-- TASK BRIEF --
Nothing but the line with "Where can you spot the tablet" and the lines after it, through the end of the records below, is to be repeated, exactly as it is.

-- SOURCE MATERIAL --
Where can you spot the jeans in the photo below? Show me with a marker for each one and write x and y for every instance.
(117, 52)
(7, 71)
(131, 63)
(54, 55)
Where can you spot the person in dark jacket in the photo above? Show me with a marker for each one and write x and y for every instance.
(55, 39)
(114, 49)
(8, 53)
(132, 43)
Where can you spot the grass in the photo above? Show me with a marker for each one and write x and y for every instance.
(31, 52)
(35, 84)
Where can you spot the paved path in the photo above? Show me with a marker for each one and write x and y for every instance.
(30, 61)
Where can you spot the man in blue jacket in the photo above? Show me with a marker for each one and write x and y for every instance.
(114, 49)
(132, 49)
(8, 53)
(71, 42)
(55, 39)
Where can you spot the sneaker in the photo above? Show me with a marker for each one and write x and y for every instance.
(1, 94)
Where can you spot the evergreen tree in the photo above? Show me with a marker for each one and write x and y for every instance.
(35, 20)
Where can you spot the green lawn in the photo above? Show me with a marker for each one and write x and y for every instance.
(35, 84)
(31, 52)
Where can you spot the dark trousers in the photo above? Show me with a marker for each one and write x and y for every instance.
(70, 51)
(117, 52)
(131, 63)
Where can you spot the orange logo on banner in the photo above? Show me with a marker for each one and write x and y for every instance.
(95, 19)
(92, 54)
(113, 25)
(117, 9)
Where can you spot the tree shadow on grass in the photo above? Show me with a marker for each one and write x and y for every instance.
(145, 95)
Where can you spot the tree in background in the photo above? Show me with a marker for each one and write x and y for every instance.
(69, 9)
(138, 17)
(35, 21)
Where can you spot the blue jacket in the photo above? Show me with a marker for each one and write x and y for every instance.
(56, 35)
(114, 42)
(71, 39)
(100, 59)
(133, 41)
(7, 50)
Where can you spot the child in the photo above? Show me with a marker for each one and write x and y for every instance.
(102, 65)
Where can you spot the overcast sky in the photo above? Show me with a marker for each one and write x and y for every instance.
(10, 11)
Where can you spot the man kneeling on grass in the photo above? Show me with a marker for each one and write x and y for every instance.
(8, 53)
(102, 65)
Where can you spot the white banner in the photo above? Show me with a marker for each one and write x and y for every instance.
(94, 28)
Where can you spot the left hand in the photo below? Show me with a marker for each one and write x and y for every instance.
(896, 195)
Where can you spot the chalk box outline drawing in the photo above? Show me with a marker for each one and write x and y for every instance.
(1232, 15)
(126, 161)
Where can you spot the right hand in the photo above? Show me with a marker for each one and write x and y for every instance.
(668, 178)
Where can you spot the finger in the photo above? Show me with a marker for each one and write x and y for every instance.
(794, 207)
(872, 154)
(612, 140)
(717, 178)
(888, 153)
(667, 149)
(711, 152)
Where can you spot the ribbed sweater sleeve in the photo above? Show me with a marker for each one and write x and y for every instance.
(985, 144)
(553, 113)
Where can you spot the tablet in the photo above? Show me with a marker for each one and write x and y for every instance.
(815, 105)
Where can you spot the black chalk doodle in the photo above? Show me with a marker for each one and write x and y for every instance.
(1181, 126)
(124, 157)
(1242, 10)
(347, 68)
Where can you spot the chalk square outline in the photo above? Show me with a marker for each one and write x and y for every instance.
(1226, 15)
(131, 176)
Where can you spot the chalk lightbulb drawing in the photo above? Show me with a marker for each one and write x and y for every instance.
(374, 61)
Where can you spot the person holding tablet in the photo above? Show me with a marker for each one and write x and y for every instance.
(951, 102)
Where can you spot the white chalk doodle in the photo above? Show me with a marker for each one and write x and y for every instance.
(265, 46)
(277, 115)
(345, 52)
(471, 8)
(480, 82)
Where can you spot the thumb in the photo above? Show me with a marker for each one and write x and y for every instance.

-- WRITTEN SOLUTION --
Where can you spot the tablet in the photo above? Show me with a marker for each one and write x and y for every instance.
(815, 105)
Where can you spot the black chalk doodle in the photo above? Show me with a marker for each one and write x and y for every instance.
(1181, 126)
(124, 157)
(1242, 10)
(347, 68)
Where can you spot the chalk square outline in the photo above? Show me with a marker for each one and write x and y for every instance.
(1226, 15)
(131, 176)
Where can you spot the chalk lightbulb drawing in the photo above? Show me with a marker for each one and write x and y for every instance.
(374, 61)
Where can you spot the person holding tablet in the photo above? Show me with a marker for each one and write x and y for every instance.
(951, 102)
Where can you spot the white chalk doodle in the photo above? Show me with a marker for each one and write x and y for every instance.
(265, 46)
(277, 115)
(345, 52)
(471, 8)
(480, 82)
Where can you spot the thumb in the photo above? Show me with a marker for each one and write x and y for every instance.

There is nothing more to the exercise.